#### [Instructions to follow]
Line for line, return the data exactly, omitting all pictures.
┌─ The input
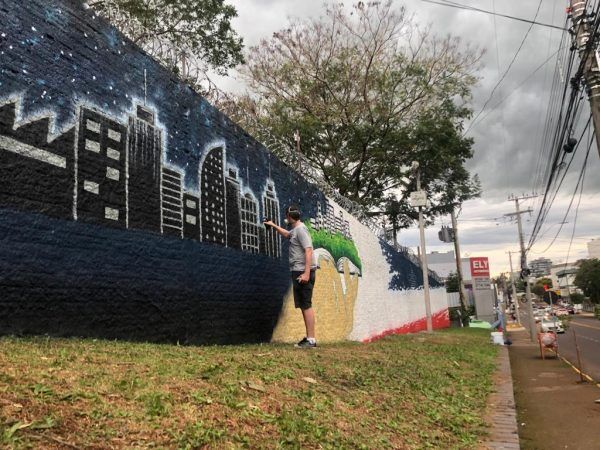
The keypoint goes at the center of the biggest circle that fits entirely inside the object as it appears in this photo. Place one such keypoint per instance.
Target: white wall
(378, 309)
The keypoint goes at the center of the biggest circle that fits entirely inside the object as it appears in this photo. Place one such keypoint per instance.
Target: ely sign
(480, 267)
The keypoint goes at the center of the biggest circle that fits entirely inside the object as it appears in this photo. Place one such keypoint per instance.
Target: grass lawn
(415, 391)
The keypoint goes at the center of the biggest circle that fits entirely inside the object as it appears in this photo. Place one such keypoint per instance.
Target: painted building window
(250, 227)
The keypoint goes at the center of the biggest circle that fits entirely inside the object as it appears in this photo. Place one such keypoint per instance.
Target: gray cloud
(507, 142)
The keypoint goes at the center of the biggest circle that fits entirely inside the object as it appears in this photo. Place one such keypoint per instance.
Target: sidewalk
(554, 410)
(501, 413)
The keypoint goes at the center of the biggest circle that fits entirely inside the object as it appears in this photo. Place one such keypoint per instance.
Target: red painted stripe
(440, 319)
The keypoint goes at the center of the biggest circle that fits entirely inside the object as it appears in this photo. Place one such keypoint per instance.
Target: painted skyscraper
(212, 197)
(35, 174)
(172, 202)
(145, 160)
(232, 192)
(191, 216)
(250, 227)
(271, 210)
(101, 170)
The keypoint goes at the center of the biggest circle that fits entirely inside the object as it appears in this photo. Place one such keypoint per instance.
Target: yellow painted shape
(334, 310)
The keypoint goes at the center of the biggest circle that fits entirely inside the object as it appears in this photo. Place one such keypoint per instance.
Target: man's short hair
(293, 211)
└─
#### [Output of the task]
The keypoint goes at the center of the biggest circle that fits entirely inside the object as it appears in this photo. Place one such keypoint per instance.
Target: white wall
(378, 309)
The keypoint goes at the center of the biggest circle that fits entirely inside the object as it appears in this photo. Place one such keypoint per instance.
Target: ely sign
(480, 267)
The keypoint goes at the center of the biggest circle that fits entirely inside the object as it appears in this photo. Place one such keypoint per instance.
Target: grass lawn
(415, 391)
The keypoint goes at the center of the biggest circle that fits entirely inside the object as it appears in this photo. Place one such keypoint per instance.
Target: painted building window
(250, 227)
The keypoint goes at the center of the biggest circle that fits entirely inside the object as it appears in this photo. Place one such keypoint per instance.
Target: gray cloud
(507, 142)
The keypoint goes at the center of the biggest circle that fits entirely inside the object as it appears in this photo. Place one such keypoint per instance.
Target: sidewalk
(554, 410)
(501, 413)
The keypoint goes at the center of the biggest circle that fits entirely inside the object as it appears in this photo. Place one such keypoint per instance.
Target: red painted stripe
(440, 319)
The keypoint goes at the center of the biggest circle that fits entirely inside the object as it appears in this photo. Place one such keypoint per instance.
Target: painted skyscraper
(212, 197)
(35, 174)
(172, 202)
(145, 160)
(232, 192)
(191, 216)
(250, 227)
(271, 210)
(101, 170)
The keypoint goes at the center of the biggest circle that fits entirely inside the object as it appears in this photo. Place one such keypoint per instance.
Target: yellow painted shape
(334, 310)
The keypoint goes at the center of the biggest circle that fits entirely inside the object as it appears in this photo. Place one such keypoint per instance.
Target: man's short hair
(293, 211)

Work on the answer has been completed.